TASK DIRECTIONS - In the records below, one line contains "Question. Identify every instance of the bed". Print that line and every line after it exactly, down to the final one.

**** STORED DATA ****

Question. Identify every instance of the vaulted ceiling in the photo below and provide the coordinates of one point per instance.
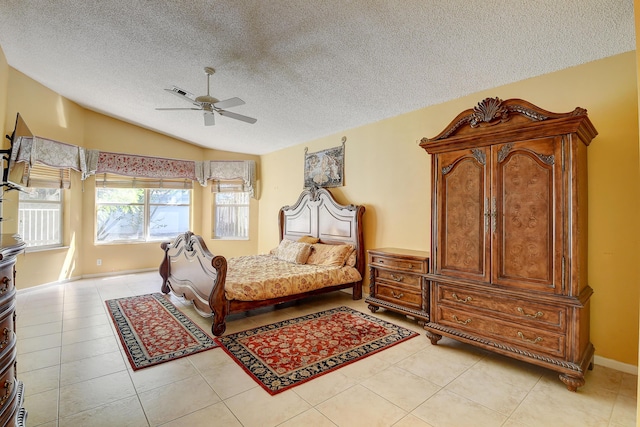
(305, 69)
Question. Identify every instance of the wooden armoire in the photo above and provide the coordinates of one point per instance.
(508, 269)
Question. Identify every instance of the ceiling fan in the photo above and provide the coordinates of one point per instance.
(209, 104)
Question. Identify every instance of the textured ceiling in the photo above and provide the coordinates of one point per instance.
(305, 69)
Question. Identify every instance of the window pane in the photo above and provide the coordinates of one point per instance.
(39, 223)
(166, 222)
(49, 194)
(231, 215)
(170, 197)
(119, 222)
(120, 195)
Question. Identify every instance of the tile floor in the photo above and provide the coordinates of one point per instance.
(76, 374)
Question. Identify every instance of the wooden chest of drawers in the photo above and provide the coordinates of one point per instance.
(397, 281)
(11, 390)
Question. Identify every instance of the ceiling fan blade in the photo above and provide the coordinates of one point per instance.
(209, 119)
(167, 109)
(237, 116)
(228, 103)
(183, 94)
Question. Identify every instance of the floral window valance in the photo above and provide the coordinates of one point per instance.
(59, 155)
(54, 154)
(143, 166)
(232, 170)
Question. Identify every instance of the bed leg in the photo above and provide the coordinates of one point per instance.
(357, 291)
(218, 327)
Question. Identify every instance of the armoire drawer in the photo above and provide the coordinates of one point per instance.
(502, 331)
(533, 313)
(399, 295)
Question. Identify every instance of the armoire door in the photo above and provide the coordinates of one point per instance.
(462, 224)
(526, 215)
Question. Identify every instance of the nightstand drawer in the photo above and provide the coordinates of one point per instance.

****

EXERCISE RESULT -
Question. Identify every instance of the bed leg in the photo above and provide the coordinates of one point per instance.
(357, 291)
(218, 327)
Question. Identify every instance of the armoire drawer in the photo above and provide the coordinates of one point per instance.
(502, 331)
(533, 313)
(399, 295)
Question. Identify every instance of the armoire door in the photo above and provide the coordinates of one point per instance.
(462, 224)
(526, 215)
Question. Identify every instance of the nightstand drawer in the photo above and provide the coordinates of one point per instance.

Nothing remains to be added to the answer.